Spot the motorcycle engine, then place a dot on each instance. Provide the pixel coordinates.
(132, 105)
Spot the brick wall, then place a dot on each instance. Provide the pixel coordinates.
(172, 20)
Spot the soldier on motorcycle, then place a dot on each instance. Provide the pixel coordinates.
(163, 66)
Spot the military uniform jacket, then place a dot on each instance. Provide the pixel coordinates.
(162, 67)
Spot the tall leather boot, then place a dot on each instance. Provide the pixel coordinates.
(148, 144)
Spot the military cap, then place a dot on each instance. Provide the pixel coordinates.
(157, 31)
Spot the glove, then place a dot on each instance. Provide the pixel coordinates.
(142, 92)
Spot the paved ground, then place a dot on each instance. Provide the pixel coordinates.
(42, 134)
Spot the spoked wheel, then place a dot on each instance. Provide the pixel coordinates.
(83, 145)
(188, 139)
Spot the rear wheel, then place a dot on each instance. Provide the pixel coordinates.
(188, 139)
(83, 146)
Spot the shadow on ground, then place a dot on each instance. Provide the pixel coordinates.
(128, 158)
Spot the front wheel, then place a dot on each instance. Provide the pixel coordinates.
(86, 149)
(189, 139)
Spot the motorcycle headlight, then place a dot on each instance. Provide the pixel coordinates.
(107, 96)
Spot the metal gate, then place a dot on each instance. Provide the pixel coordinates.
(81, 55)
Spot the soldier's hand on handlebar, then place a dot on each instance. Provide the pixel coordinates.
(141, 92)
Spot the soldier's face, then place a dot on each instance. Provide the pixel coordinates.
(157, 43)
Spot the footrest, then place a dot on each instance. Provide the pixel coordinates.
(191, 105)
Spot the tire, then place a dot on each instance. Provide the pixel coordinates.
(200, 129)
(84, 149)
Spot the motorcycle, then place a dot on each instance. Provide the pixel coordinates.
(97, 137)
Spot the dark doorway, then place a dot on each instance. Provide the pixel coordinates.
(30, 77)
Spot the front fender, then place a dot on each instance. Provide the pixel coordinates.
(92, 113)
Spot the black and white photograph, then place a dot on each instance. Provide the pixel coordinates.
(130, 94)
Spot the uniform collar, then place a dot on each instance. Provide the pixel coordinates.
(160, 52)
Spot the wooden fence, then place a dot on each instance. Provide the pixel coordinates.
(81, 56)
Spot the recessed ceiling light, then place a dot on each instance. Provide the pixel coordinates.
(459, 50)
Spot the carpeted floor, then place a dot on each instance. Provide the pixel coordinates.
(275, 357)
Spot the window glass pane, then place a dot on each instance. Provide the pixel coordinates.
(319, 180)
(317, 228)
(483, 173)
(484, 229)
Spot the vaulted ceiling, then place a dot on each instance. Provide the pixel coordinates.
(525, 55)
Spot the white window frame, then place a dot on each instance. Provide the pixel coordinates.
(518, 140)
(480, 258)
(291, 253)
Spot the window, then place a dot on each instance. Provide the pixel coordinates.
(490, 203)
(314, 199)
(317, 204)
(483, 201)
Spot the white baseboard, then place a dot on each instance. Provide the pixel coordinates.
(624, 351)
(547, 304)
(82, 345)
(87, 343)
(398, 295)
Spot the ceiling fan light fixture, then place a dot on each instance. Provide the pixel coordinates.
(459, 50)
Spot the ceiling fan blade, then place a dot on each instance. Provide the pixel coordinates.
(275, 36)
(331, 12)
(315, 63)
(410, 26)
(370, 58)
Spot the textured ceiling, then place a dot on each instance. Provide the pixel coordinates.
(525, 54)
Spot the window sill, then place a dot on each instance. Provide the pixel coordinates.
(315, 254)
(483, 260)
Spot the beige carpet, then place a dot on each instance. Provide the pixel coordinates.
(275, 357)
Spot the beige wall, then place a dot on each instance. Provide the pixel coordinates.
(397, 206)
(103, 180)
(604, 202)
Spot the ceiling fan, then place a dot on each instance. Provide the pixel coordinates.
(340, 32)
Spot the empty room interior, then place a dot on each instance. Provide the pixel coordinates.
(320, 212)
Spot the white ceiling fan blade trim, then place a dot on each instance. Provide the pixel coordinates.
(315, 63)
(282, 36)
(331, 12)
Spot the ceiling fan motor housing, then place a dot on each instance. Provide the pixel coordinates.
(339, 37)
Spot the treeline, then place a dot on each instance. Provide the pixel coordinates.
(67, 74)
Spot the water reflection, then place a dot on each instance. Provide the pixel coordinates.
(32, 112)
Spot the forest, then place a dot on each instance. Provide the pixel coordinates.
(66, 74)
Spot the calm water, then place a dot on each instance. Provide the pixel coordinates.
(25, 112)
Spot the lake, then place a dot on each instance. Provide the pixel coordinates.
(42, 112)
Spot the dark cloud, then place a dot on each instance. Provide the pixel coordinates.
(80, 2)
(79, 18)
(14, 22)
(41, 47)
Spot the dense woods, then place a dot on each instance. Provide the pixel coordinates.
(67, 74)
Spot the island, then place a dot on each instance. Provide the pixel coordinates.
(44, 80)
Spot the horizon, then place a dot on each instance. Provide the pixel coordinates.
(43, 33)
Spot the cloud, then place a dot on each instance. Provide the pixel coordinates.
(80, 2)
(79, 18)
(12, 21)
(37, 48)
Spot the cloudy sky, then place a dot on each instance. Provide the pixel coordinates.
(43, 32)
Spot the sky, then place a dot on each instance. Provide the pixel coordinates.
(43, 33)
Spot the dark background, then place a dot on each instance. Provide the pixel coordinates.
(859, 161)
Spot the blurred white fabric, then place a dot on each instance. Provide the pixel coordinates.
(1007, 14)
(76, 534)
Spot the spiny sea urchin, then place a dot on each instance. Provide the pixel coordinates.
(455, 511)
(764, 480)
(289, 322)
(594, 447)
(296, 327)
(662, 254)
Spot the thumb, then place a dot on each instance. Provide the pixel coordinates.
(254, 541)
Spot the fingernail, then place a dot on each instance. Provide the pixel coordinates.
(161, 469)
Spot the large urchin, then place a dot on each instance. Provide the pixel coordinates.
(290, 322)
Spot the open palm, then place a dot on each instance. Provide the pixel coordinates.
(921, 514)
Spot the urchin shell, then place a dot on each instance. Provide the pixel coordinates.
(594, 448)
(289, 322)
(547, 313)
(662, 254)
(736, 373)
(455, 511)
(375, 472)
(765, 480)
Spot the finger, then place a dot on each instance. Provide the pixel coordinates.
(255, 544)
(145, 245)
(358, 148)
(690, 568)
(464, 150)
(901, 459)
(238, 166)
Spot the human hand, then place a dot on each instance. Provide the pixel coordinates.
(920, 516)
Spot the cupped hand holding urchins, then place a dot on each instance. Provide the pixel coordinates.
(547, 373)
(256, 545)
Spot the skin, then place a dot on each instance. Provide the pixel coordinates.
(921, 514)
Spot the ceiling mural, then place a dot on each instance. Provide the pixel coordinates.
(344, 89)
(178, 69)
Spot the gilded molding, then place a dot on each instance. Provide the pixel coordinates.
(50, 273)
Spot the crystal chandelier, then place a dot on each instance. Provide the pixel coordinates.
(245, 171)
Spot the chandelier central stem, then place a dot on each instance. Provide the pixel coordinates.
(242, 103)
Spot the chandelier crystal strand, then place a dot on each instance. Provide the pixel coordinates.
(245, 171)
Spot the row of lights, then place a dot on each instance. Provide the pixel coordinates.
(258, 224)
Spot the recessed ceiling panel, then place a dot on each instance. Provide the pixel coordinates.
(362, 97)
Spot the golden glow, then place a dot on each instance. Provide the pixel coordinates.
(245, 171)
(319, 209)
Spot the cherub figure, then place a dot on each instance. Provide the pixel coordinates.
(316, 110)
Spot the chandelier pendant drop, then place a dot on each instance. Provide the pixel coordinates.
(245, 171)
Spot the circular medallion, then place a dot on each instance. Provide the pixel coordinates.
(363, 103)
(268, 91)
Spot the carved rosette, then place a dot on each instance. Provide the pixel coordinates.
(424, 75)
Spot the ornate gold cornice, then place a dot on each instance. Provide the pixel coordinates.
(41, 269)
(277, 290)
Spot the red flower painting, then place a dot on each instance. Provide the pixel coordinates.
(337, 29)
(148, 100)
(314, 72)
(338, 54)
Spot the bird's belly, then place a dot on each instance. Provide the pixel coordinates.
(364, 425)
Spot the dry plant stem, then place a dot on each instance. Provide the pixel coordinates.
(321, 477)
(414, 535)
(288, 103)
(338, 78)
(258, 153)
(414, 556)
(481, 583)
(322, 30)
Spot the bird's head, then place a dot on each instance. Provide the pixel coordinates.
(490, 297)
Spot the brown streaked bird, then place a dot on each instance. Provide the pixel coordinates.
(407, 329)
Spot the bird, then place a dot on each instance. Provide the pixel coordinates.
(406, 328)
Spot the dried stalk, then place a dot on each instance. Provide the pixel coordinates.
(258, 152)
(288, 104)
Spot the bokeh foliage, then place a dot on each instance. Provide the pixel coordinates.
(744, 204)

◆ **CHALLENGE**
Repeat, without changes, every line from the one that contains "Spot the circular" through the final line of the data.

◆ **SOLUTION TO THIS TASK**
Spot the circular medallion, then place a dot on each instance. Provide the pixel coordinates.
(363, 103)
(268, 91)
Spot the carved rosette, then place a dot on each instance. Provide the pixel coordinates.
(424, 75)
Spot the ornate gold cornice, then place a dot on each instance. Provide the pixel coordinates.
(41, 269)
(277, 290)
Spot the red flower painting, then place a dot on each instance. Provide the pixel coordinates.
(337, 29)
(148, 100)
(314, 72)
(338, 54)
Spot the bird's belly, then place a dot on each instance. Provide the pixel coordinates.
(364, 425)
Spot the dry plant stem, then place a dot on each instance. Provide the pixel coordinates.
(321, 477)
(414, 535)
(288, 103)
(338, 78)
(258, 153)
(414, 556)
(481, 583)
(322, 30)
Spot the bird's head, then place a dot on each instance. Provide the pixel coordinates.
(490, 297)
Spot the brown streaked bird, then place a dot on each instance. Provide the pixel coordinates.
(407, 329)
Spot the bird, then place a dot on each instance. Provide the pixel coordinates.
(406, 328)
Spot the dried stalk, then place a dot on each instance. Provide the pixel coordinates.
(258, 152)
(288, 104)
Spot the bokeh foliage, then place a dot on each instance. Provide the pixel coordinates.
(744, 204)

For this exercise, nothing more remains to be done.